--- GIVEN RECORDS Enclosed Below ---
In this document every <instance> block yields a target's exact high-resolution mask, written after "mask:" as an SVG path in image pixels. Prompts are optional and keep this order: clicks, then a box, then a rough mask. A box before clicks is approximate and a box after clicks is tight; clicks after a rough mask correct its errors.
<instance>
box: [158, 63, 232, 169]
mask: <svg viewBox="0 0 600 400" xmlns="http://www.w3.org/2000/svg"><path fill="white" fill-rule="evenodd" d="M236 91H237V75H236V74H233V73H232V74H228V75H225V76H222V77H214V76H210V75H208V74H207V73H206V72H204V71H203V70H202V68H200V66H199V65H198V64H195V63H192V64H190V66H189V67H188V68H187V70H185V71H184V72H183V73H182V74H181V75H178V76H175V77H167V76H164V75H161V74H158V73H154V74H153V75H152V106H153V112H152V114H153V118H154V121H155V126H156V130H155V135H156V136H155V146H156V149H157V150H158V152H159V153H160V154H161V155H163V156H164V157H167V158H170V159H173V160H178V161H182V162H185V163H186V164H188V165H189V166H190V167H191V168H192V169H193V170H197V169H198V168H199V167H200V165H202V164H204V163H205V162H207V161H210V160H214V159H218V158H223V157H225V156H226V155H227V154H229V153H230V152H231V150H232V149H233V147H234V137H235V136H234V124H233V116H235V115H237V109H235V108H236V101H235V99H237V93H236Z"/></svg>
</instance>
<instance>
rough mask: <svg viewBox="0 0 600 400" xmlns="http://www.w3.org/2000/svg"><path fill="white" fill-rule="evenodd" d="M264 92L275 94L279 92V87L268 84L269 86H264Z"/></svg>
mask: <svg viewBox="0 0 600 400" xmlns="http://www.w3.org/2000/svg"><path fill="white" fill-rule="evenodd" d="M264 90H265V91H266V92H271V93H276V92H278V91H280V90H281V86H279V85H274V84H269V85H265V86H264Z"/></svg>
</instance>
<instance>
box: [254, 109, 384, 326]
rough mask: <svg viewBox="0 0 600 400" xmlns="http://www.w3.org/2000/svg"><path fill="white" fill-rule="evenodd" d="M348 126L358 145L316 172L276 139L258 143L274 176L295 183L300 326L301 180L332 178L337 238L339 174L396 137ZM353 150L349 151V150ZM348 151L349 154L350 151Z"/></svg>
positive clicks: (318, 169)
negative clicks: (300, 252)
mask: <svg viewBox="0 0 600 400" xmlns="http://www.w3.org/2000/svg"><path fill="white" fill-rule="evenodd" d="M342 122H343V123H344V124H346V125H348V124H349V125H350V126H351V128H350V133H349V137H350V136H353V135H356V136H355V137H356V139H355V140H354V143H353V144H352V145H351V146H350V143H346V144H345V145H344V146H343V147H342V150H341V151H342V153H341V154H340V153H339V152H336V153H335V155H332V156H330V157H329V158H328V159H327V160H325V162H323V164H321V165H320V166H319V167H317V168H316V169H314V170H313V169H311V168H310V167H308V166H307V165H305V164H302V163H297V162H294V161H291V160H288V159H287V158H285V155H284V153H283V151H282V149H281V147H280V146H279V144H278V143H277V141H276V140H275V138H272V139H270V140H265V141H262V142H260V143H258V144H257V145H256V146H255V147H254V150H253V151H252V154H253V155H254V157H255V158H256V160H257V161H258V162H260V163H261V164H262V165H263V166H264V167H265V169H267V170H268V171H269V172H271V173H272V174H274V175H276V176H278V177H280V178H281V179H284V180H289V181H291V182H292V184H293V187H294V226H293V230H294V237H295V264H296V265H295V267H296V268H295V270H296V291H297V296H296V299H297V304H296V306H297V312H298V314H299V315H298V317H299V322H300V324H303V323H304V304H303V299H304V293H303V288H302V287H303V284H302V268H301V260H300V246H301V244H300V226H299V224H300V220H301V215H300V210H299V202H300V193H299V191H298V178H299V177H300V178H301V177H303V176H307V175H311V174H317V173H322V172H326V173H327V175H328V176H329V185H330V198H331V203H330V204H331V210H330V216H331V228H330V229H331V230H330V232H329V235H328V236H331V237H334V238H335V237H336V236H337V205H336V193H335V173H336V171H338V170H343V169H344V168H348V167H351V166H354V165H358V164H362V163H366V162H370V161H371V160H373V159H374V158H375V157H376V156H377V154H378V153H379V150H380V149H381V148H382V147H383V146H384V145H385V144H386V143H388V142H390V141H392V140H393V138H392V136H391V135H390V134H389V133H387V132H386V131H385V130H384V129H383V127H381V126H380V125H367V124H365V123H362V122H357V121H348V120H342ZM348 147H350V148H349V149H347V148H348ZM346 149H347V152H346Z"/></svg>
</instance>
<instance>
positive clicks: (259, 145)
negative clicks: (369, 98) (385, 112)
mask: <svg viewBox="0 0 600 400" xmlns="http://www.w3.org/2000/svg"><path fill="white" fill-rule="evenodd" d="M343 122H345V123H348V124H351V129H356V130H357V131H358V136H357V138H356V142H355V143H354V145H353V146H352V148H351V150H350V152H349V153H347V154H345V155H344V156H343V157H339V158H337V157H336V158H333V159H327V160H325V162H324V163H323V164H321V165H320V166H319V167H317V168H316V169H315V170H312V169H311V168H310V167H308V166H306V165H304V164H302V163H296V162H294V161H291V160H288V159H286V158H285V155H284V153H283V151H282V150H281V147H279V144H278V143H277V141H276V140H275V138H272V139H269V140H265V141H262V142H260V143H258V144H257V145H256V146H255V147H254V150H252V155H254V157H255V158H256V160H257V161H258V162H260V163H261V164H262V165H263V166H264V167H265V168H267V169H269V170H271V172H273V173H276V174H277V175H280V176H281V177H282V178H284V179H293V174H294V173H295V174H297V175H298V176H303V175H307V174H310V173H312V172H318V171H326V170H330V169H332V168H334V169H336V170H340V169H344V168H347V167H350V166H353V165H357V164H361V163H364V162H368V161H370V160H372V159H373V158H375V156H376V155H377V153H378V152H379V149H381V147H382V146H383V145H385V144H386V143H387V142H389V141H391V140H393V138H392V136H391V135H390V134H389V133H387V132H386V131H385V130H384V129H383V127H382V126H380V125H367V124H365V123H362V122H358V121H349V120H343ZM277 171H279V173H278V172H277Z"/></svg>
--- End of Enclosed GIVEN RECORDS ---
• _YOUR GOAL_:
Look over the material above and show each line where "positive" appears.

• _RESPONSE FOR THIS EXERCISE_:
positive clicks: (318, 169)
positive clicks: (259, 145)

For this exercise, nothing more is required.